Extracted records.
*-*-*

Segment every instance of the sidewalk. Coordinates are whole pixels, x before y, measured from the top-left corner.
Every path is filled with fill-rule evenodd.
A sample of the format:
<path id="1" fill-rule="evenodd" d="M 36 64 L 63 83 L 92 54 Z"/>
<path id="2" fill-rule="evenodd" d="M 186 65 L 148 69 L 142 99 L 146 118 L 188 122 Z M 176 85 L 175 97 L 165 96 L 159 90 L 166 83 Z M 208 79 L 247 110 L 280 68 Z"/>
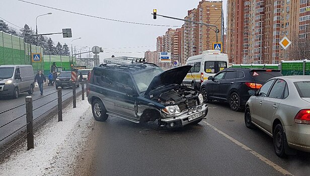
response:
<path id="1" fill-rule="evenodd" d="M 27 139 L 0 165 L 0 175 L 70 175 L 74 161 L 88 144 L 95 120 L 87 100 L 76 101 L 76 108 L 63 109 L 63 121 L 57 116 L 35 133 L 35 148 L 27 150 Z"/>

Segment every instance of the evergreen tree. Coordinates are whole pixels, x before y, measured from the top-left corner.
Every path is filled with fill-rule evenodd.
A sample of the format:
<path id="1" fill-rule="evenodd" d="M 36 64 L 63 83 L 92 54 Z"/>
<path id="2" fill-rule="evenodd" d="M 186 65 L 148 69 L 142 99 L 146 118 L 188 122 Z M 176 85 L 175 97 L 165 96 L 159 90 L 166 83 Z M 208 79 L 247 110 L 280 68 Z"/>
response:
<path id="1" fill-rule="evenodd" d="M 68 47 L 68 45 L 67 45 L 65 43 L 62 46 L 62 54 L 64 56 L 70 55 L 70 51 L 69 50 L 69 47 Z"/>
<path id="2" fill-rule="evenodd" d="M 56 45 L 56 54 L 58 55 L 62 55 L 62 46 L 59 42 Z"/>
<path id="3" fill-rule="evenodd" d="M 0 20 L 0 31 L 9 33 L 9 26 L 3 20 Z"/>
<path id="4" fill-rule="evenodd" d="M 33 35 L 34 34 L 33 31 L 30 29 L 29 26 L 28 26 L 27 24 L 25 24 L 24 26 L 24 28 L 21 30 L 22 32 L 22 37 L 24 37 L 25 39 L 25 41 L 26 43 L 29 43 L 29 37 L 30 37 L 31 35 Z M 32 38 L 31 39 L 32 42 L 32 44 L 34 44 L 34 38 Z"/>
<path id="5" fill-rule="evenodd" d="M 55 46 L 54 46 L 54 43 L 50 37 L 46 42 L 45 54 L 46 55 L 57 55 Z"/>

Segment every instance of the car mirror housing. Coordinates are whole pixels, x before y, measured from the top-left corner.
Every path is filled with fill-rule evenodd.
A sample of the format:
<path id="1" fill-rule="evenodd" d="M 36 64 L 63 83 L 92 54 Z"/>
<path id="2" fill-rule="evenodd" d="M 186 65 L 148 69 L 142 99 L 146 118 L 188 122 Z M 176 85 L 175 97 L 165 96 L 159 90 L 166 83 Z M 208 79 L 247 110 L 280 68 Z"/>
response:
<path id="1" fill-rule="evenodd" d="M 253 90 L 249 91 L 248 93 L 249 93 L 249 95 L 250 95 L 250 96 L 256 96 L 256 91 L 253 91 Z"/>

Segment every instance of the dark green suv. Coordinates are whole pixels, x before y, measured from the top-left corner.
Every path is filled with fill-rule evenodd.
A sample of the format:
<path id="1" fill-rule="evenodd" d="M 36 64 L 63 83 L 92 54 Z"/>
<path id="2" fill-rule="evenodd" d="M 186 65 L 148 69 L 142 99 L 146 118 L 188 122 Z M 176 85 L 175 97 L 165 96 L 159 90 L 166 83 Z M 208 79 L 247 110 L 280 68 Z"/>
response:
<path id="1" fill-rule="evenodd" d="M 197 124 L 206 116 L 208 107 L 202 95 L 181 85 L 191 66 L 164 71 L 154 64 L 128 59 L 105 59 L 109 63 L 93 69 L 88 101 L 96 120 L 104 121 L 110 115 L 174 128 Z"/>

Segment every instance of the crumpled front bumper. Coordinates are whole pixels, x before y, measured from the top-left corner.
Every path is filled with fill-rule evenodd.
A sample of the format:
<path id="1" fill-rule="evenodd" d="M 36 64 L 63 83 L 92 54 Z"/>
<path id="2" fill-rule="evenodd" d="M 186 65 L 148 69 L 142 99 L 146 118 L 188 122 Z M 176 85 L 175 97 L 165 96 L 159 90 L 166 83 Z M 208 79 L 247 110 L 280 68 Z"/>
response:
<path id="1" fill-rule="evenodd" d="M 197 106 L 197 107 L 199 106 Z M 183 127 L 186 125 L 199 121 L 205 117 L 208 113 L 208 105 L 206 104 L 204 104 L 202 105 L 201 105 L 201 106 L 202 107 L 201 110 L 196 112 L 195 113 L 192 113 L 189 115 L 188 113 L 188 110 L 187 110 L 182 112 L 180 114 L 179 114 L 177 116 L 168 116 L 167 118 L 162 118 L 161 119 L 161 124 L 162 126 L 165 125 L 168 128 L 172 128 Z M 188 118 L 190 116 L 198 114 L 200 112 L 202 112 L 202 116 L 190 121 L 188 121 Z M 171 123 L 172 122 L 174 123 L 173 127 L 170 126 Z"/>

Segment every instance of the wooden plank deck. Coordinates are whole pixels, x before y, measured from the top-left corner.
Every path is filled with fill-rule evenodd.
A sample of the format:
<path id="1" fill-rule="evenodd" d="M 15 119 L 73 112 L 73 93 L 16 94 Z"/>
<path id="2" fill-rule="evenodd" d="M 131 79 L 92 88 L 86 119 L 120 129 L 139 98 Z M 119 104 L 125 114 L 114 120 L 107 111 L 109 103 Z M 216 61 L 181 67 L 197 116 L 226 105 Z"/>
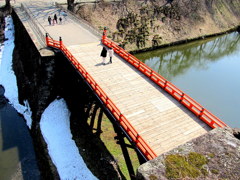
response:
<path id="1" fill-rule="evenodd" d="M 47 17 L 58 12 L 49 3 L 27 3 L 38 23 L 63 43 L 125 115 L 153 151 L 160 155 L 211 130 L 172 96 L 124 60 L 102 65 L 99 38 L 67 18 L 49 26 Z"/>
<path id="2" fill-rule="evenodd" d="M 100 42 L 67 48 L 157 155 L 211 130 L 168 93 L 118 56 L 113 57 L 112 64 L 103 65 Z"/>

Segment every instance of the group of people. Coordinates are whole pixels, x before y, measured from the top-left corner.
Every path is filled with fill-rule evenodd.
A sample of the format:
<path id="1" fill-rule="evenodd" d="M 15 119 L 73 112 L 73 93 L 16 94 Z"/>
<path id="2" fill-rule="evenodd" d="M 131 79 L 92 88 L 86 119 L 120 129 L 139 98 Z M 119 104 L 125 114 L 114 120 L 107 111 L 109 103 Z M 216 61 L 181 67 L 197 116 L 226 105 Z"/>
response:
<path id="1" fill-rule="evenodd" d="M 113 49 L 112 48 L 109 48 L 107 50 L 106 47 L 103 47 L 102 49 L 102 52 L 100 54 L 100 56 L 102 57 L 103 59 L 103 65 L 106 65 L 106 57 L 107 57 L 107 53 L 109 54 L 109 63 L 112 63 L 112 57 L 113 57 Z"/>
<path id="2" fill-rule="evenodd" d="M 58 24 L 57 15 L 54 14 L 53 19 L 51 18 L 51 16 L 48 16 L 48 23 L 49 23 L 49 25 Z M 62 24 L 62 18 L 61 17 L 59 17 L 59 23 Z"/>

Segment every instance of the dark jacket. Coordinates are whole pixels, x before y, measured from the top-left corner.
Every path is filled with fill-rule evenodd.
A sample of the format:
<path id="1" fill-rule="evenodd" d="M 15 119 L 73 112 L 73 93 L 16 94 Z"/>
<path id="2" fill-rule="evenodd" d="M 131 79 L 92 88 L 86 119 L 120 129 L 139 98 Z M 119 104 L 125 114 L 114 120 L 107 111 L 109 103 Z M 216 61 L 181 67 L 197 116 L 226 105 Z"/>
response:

*-*-*

Required work.
Please rewrite the stretch from the line containing "Segment every instance of the group" through the end of the records, both ends included, keeping the requests and scaling every coordinate in the answers by 0.95, rounded to whole numbers with halves going up. Leave the coordinates in the requests' format samples unchanged.

In response.
Segment every instance of the group of people. Coordinates are whole pixels, x before y, measured from the top-left corner.
Every path is filled with fill-rule evenodd.
A sample of the format:
<path id="1" fill-rule="evenodd" d="M 15 119 L 73 112 L 73 93 L 16 94 Z"/>
<path id="2" fill-rule="evenodd" d="M 131 79 L 92 88 L 86 119 L 120 129 L 139 98 Z M 119 104 L 125 114 L 114 120 L 107 111 L 109 103 Z M 216 61 L 181 67 L 197 116 L 226 105 Z"/>
response:
<path id="1" fill-rule="evenodd" d="M 107 47 L 106 46 L 104 46 L 102 48 L 101 45 L 98 45 L 97 47 L 97 49 L 95 51 L 95 53 L 97 54 L 98 56 L 98 62 L 101 62 L 101 54 L 102 54 L 102 50 L 104 51 L 104 60 L 106 60 L 106 54 L 107 54 Z"/>
<path id="2" fill-rule="evenodd" d="M 55 23 L 54 14 L 51 13 L 50 18 L 48 17 L 48 15 L 46 15 L 46 22 L 47 22 L 47 24 Z M 59 23 L 59 17 L 58 16 L 56 16 L 56 22 Z"/>

Segment every instance of the dark jacket. Coordinates are whole pixels, x before y, measured from the top-left corner.
Every path is filled with fill-rule evenodd.
A sample of the format:
<path id="1" fill-rule="evenodd" d="M 15 119 L 73 112 L 73 93 L 16 94 Z"/>
<path id="2" fill-rule="evenodd" d="M 131 79 L 92 88 L 86 119 L 120 129 L 139 98 Z M 119 104 L 125 114 L 114 120 L 107 111 L 109 103 Z M 216 61 L 181 67 L 197 116 L 226 105 Z"/>
response:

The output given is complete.